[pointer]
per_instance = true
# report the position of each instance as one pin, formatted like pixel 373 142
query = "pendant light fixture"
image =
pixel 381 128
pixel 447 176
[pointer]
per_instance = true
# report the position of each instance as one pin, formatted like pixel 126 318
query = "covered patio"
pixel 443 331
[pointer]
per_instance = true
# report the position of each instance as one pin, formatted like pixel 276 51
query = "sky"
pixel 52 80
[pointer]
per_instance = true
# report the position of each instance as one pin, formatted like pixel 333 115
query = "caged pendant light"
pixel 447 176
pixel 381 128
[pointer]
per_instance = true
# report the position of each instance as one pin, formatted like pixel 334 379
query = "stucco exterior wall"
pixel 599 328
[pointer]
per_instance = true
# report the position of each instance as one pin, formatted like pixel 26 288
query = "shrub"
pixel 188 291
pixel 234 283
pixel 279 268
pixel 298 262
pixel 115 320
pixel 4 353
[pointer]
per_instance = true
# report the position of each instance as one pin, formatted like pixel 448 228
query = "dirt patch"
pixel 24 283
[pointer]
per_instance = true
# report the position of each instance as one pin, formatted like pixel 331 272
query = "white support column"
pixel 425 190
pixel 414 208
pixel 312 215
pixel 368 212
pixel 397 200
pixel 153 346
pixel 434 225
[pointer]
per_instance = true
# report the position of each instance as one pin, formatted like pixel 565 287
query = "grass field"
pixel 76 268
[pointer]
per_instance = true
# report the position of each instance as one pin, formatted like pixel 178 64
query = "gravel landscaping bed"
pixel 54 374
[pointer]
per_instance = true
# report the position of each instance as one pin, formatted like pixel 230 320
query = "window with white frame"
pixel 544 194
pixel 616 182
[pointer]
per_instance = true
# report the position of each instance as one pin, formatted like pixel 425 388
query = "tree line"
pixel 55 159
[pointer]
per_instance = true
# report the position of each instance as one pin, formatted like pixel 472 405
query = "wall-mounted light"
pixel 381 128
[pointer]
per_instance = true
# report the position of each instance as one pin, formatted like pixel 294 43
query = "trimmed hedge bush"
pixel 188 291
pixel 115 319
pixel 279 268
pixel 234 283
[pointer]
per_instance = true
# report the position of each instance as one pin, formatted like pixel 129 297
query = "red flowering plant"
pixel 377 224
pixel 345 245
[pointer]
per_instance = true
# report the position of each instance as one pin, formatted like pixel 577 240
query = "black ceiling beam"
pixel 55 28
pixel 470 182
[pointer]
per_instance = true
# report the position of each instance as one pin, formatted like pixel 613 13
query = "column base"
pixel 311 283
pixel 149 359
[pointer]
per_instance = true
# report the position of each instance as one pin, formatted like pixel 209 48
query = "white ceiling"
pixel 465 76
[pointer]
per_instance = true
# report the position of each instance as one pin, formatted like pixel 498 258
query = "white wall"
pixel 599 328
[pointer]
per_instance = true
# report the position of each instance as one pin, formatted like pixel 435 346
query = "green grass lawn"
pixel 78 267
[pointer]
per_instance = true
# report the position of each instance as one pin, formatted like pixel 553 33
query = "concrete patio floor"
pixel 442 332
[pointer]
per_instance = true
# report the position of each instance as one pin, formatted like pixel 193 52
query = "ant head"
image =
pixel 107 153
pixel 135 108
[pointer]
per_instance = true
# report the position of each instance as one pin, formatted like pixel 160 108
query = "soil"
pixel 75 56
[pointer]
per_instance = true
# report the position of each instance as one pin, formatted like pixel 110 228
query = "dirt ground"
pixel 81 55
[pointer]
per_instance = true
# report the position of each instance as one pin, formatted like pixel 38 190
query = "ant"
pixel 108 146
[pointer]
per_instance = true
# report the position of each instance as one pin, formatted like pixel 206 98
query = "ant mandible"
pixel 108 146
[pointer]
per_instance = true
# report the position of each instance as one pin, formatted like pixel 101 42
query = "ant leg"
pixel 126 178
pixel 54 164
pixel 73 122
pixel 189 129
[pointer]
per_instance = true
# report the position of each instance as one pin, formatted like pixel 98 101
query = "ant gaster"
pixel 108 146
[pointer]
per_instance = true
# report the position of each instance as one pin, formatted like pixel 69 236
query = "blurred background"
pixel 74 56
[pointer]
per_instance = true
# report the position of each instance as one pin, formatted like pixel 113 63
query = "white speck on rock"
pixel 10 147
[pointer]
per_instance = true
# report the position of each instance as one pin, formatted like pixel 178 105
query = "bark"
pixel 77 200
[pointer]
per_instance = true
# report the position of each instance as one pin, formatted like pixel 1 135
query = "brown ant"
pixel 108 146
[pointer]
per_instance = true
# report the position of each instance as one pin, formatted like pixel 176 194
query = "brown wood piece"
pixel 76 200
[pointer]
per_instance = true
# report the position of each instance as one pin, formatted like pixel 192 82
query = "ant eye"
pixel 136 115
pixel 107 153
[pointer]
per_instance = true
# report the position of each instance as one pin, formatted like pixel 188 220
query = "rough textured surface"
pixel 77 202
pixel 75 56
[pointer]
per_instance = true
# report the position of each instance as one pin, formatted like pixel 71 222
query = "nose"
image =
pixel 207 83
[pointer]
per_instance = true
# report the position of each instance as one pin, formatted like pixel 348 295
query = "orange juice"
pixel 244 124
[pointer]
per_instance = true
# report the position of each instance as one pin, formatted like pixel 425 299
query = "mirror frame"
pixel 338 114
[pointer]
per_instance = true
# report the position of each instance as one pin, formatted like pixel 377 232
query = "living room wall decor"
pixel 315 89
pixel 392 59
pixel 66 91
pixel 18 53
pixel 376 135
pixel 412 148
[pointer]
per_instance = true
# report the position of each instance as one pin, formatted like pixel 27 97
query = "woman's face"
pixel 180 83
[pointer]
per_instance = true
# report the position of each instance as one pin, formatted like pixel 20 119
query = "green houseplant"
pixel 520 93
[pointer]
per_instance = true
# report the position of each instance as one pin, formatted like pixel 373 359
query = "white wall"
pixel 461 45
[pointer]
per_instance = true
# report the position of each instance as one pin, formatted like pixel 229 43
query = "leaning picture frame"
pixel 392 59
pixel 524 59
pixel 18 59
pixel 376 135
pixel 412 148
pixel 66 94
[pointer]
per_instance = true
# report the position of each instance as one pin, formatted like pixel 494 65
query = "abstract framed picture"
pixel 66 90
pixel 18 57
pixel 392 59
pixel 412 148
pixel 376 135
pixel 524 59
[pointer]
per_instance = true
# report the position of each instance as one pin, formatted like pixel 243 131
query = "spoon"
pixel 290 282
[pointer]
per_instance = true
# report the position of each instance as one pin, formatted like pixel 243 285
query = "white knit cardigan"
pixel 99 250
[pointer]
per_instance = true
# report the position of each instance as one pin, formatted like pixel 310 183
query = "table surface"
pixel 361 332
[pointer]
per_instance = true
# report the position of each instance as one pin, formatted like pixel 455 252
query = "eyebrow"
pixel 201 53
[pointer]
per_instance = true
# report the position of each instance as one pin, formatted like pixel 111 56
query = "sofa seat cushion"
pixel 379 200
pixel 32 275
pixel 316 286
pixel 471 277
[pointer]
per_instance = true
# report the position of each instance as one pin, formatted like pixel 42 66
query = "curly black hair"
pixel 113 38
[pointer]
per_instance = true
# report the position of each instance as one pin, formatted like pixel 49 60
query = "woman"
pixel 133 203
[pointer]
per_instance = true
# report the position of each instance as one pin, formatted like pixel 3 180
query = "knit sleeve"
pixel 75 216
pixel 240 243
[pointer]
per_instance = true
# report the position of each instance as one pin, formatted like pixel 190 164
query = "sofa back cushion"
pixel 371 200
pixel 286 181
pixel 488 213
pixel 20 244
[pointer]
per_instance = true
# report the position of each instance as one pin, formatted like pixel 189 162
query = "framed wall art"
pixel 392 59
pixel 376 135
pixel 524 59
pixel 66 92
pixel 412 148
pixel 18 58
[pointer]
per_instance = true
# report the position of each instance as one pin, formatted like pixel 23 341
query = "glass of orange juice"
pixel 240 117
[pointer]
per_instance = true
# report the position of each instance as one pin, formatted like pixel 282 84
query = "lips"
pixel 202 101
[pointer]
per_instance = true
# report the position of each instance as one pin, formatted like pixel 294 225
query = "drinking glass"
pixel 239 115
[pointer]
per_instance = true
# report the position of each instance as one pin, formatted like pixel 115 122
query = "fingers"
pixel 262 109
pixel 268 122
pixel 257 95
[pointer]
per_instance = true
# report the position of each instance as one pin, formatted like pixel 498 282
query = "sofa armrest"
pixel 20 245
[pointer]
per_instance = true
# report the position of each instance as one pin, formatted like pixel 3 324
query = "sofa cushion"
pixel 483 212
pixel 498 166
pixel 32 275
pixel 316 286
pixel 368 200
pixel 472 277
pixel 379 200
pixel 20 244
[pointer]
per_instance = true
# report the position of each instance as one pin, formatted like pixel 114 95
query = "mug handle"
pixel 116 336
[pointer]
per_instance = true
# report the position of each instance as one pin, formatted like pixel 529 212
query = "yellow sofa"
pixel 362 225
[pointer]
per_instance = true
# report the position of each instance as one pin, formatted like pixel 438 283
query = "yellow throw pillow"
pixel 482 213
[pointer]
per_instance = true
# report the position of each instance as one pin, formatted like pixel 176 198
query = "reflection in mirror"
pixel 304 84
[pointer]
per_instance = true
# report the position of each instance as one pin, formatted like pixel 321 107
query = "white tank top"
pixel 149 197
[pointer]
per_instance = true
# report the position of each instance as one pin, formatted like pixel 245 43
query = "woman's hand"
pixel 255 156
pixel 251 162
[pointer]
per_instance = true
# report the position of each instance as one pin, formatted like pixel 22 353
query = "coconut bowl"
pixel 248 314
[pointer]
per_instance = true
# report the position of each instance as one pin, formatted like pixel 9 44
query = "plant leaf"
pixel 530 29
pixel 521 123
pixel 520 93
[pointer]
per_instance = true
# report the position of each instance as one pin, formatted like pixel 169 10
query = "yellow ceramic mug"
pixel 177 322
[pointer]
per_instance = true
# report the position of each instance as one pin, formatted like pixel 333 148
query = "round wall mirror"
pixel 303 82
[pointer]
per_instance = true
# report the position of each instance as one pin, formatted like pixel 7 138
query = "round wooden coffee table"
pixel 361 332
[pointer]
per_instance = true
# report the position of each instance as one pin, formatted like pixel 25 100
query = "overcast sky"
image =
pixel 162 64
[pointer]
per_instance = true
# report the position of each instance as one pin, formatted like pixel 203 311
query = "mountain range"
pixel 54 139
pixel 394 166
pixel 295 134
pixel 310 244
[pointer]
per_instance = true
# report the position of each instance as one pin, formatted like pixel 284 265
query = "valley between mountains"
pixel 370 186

---

# TASK GOAL
Return word for word the lines above from the line with "pixel 101 42" to the line with "pixel 69 236", including both and leaving out all others.

# SOLUTION FOR THIS PROBLEM
# report the position of each instance as one pin, formatted like pixel 101 42
query = "ant leg"
pixel 126 178
pixel 54 164
pixel 73 122
pixel 189 129
[pointer]
per_instance = true
# report the position of each instance as one pin, formatted like pixel 98 101
query = "ant gaster"
pixel 108 146
[pointer]
per_instance = true
# report the position of each instance as one pin, formatted like pixel 69 236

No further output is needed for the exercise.